DIRECTIONS FOR THIS TASK: Extract verbatim the lines of the records below, starting at the line containing "Reviewer note: every instance of the shoelace" and ending at the line containing "Reviewer note: every instance of the woman's wrist", with both of those lines included.

Excerpt from a dataset:
..........

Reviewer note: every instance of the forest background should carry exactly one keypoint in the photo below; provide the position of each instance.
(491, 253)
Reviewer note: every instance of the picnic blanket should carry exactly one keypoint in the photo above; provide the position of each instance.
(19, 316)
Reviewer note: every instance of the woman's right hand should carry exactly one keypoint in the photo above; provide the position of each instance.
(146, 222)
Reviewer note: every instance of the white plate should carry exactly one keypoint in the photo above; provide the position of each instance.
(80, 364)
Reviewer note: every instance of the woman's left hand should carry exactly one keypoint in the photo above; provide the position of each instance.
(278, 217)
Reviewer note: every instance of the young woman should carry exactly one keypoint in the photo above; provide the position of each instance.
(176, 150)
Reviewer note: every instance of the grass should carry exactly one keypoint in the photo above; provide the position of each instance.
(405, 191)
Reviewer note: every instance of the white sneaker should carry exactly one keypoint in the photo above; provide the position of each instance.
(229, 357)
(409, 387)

..........

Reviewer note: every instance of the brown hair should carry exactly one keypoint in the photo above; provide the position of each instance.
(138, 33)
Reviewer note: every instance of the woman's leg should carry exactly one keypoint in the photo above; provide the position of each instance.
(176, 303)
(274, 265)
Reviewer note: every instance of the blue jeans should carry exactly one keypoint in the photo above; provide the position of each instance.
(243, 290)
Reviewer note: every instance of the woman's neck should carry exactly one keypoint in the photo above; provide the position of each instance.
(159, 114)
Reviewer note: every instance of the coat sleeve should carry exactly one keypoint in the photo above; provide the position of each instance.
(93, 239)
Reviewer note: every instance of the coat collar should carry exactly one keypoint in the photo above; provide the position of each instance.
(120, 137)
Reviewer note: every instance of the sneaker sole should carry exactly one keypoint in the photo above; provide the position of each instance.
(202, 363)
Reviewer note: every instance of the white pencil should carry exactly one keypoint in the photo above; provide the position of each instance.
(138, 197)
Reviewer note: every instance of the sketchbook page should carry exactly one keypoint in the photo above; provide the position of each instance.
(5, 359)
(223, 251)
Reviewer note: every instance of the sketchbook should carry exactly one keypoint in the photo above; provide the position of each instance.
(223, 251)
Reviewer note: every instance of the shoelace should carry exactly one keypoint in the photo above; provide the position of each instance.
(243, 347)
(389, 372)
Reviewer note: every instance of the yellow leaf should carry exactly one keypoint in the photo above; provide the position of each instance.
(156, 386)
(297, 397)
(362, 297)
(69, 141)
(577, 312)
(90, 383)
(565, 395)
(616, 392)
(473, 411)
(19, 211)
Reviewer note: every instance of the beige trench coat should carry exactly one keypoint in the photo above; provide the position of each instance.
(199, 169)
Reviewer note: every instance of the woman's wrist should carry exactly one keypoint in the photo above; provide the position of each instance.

..........

EXERCISE RESPONSE:
Reviewer note: every instance of the shoelace should carry exactly one keypoint in the photo above; provide the position of each instance.
(243, 347)
(389, 372)
Reviewer note: every instance of the yellow leaf should carry exactly one keypoint in the photo above; provide the position of each instance.
(156, 386)
(297, 397)
(362, 297)
(69, 141)
(577, 312)
(90, 383)
(565, 395)
(616, 392)
(473, 411)
(19, 211)
Reviewer note: every instance of the beige trench coat should carry exactly one keypoint in the photo above; provide the position of each instance.
(199, 169)
Reviewer note: every instance of the woman's wrist should carry exactly one keypoint in the photo above; provide the position of each instance.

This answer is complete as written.